--- Text provided ---
The Pharmaceutical Journal
Vol 269 No 7211 p232
17 August 2002

Society summary

Welsh Executive:
How "sticky and fluffy stuff" helps protein drug delivery

The use of "sticky and fluffy stuff" to aid the absorption of peptides and proteins from the gut was described to the Welsh AGM by Professor Hans E. Junginger (head of the department for pharmaceutical technology at the Leiden/Amsterdam centre for drug research and scientific secretary to the International Pharmaceutical Federation).

Giving the annual Welsh Executive lecture, Professor Junginger said that the safe and reliable absorption of peptides and proteins was one of the major challenges in oral drug delivery, and the development of suitable systems could not keep pace with the availability of therapeutic agents. These hydrophilic macromolecules were too large, too labile and too polar for straightforward administration by the oral route. They had to face the defence mechanisms of the mucous blanket, intestinal enzymes and lipophilic barrier, which excluded and degraded foreign proteins.
---
=== Activities ===
• 1. Copy the stretch of the protein drug delivery report from "Giving the annual" through "degraded foreign proteins.".
• 2. Carry the protein drug delivery report on from its final sentence.
The entries have no connection to the protein drug delivery report.
--- Supplied entries ---
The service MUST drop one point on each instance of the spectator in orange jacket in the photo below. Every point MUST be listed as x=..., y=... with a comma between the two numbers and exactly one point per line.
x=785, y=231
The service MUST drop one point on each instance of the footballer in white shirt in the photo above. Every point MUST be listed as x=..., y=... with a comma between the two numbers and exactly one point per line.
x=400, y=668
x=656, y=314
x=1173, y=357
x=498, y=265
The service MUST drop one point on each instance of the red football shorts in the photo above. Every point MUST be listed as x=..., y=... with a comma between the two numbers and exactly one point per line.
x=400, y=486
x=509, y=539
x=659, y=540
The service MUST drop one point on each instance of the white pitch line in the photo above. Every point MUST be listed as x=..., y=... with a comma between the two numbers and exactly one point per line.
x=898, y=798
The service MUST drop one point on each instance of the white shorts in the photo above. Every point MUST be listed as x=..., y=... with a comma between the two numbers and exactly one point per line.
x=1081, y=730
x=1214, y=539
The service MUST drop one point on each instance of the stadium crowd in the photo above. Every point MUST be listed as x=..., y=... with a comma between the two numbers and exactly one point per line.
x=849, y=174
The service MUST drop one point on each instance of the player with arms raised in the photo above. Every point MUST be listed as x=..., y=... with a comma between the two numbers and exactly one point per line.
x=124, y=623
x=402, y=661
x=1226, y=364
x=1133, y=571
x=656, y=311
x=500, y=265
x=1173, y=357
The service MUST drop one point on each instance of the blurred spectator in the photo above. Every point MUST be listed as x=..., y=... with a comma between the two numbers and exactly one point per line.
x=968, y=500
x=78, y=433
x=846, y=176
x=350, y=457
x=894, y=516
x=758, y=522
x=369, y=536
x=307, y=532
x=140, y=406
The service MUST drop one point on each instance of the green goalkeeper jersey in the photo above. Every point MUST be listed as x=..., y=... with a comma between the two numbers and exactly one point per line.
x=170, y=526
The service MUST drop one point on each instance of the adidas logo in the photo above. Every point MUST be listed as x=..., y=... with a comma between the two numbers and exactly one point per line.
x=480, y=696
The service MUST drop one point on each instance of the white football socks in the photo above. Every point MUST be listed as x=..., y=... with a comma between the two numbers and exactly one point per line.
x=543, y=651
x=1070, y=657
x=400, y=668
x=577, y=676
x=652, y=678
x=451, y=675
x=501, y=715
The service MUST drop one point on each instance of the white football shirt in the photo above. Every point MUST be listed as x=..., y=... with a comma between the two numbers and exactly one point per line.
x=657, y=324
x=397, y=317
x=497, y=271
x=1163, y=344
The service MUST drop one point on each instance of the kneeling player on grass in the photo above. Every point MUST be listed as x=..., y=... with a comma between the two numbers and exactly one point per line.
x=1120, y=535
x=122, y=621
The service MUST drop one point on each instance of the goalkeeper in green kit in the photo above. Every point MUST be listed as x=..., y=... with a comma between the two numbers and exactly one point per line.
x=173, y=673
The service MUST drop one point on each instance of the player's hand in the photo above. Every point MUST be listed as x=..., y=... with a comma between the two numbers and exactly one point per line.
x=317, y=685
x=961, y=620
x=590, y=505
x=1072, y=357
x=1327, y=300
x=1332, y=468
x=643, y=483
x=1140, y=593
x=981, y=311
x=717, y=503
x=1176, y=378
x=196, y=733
---
=== Answers by item ===
• 1.
Giving the annual Welsh Executive lecture, Professor Junginger said that the safe and reliable absorption of peptides and proteins was one of the major challenges in oral drug delivery, and the development of suitable systems could not keep pace with the availability of therapeutic agents. These hydrophilic macromolecules were too large, too labile and too polar for straightforward administration by the oral route. They had to face the defence mechanisms of the mucous blanket, intestinal enzymes and lipophilic barrier, which excluded and degraded foreign proteins.

• 2.
One approach to the problem was to develop delivery systems that employed functional excipients to overcome these barriers by locally modifying intestinal conditions. The concept was to stick the delivery system to the mucosa, ensuring localised release of excipient and drug. By limiting the area over which conditions needed to be modified, this approach reduced excipient requirements and reduced the risks associated with disrupting the defence mechanisms.

Professor Junginger described research on delivery systems using polyacrylic acid derivatives, polycarbophil and carbomer. These mucoadhesive hydrogels increased permeability by opening the tight junctions between epithelial cells — through their affinity for calcium ions. They also inhibited proteolytic activity, primarily that of trypsin. Effective blood levels, but only 2 per cent absorption, of buserelin had been achieved in rats with 0.5 per cent carbomer.

Better results were expected for chitosan derivatives. Chitosan was adhesive, it deactivated the important enzymes and it bound calcium ions, increasing the concentration gradient and opening the tight junctions. It had many advantages, being biocompatible, biodegradable and available in a range of molecular weights. It was a cheap, plentiful waste product from shells.

A 25 per cent absorption of a 10mg octreotide dose had been achieved using 10 per cent N-trimethyl chitosan chloride (TMC) at pH 7.4 in pigs. This was the wrong pH and impractical, as it was necessary to open the gut and apply the suspension.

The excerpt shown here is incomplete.